╭─ INFORMATION SUPPLIED
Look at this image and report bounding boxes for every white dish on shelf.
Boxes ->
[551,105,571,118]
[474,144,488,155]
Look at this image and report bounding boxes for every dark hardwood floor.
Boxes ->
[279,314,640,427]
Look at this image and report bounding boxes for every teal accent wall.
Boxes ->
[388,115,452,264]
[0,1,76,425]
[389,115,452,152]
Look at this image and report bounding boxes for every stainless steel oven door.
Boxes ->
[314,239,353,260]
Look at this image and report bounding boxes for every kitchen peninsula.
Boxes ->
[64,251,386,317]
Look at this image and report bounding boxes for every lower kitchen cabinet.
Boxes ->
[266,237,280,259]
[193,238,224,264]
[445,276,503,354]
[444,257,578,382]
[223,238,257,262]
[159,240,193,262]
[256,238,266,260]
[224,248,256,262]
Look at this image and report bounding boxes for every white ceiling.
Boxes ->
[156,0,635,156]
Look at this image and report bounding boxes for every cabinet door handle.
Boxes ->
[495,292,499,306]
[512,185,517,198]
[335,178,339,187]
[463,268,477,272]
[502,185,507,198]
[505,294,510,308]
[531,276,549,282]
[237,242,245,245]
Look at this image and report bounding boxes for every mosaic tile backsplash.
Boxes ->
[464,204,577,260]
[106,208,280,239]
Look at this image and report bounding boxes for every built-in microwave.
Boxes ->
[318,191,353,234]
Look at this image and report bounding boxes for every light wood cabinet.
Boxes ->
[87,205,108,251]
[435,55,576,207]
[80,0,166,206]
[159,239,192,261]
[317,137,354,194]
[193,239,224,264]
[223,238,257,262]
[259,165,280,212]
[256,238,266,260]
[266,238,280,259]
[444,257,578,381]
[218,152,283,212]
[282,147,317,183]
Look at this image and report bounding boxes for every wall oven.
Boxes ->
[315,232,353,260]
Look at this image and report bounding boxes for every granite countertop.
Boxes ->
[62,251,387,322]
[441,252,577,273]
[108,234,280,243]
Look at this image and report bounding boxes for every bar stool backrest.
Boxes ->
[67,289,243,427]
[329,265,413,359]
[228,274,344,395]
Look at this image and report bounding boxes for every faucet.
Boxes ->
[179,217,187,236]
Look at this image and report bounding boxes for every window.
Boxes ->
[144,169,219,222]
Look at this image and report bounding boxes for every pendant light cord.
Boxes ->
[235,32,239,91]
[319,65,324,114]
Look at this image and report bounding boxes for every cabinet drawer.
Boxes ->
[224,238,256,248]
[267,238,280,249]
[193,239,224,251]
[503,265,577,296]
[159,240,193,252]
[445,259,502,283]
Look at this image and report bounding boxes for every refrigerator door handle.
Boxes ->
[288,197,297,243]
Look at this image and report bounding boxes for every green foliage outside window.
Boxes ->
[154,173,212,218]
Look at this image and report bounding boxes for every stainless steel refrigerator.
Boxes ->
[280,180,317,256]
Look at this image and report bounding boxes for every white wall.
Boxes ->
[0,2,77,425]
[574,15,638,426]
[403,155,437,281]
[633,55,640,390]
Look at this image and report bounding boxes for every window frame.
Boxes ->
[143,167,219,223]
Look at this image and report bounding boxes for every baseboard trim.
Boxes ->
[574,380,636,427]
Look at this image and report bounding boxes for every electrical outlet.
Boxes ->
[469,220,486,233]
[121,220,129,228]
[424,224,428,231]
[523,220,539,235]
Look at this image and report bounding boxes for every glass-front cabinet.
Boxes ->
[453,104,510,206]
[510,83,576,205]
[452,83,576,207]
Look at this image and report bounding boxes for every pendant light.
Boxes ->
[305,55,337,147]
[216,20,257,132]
╰─
▶ [BRIEF] Write the records out again so that each one matches the original exactly.

▶ [RESPONSE]
Look at this image and report bounding boxes for every white dish on shelf.
Boxes ->
[551,105,571,118]
[474,144,488,155]
Look at this image and report bounding boxes for every dark hardwood floor.
Boxes ->
[279,314,640,427]
Look at this image and report bounding boxes for every teal accent wall.
Boxes ->
[388,115,452,264]
[0,1,76,425]
[389,115,452,152]
Look at this image and report bounding boxes for every stainless steel oven door.
Boxes ->
[314,239,353,260]
Look at this image and report bounding boxes for every kitchen peninsula.
Boxes ->
[64,251,386,317]
Look at this image and report bounding boxes for every lower kitchen cabinet.
Boxes ->
[266,237,280,259]
[193,238,224,264]
[445,276,503,354]
[444,257,578,382]
[223,238,257,262]
[159,240,193,262]
[256,238,266,260]
[224,248,256,262]
Look at this image and report bounding boxes for every white ceiling.
Boxes ->
[156,0,635,156]
Look at this image and report bounding boxes for every cabinet door handle.
Boxes ->
[495,292,499,306]
[512,185,517,198]
[335,178,339,187]
[463,268,477,272]
[502,185,507,198]
[505,294,510,308]
[531,276,549,282]
[237,242,245,245]
Look at this image and report bounding boxes for every mosaic tile backsplash.
Boxes ->
[464,204,577,260]
[106,208,280,239]
Look at this image and report bounding boxes for every built-in microwave.
Boxes ->
[318,191,353,234]
Look at this image and report bounding boxes for every light wood cabinet.
Boxes ->
[87,205,108,251]
[435,55,576,207]
[80,0,166,206]
[159,239,192,261]
[317,137,354,194]
[193,239,224,264]
[223,238,257,262]
[259,165,280,212]
[256,238,266,260]
[266,238,280,259]
[444,257,578,381]
[218,152,283,212]
[282,147,317,183]
Look at this image and report bounding boxes for every wall oven.
Boxes ->
[315,232,353,260]
Look at this image and report bounding boxes for every granite countertop.
Boxes ->
[62,251,387,322]
[441,252,577,273]
[108,234,280,243]
Look at this image and report bounding boxes for every bar stool backrest.
Boxes ->
[67,289,243,427]
[329,265,413,359]
[228,274,344,395]
Look at this image and report bounding boxes for every faucet.
Boxes ->
[179,217,187,236]
Look at this image and report bounding boxes for every window.
Boxes ->
[144,169,219,222]
Look at this image and report bounding boxes for every pendant light cord.
Boxes ->
[235,32,239,91]
[319,65,324,114]
Look at this image and report bounding boxes for every cabinet drawer.
Boxes ->
[224,238,256,248]
[267,238,280,249]
[193,239,224,251]
[503,265,577,296]
[159,240,193,252]
[445,259,502,283]
Look at this image and report bounding boxes for every refrigerator door handle.
Boxes ->
[288,197,297,243]
Look at this image and report bounding boxes for every green foliage outside window.
Boxes ->
[154,173,212,218]
Look at this image and report bounding boxes for every stainless steel refrigerator.
Boxes ->
[280,180,317,256]
Look at this image and report bounding boxes for every white wall.
Boxes ->
[0,2,77,425]
[574,15,638,426]
[403,155,437,281]
[633,55,640,390]
Look at this image and report bounding boxes for every window frame.
Boxes ->
[143,167,219,223]
Look at this image and report bounding boxes for every baseboard trim.
Boxes ->
[574,380,636,427]
Look at this image and report bounding boxes for every electrical outlet.
Boxes ->
[469,220,486,233]
[121,220,129,228]
[424,224,428,231]
[523,220,539,235]
Look at this image and report bounding boxes for every glass-front cabinet.
Boxes ->
[453,104,510,206]
[510,83,576,205]
[452,83,576,207]
Look at this image and report bounding boxes for every pendant light.
Boxes ->
[305,55,337,147]
[216,20,257,132]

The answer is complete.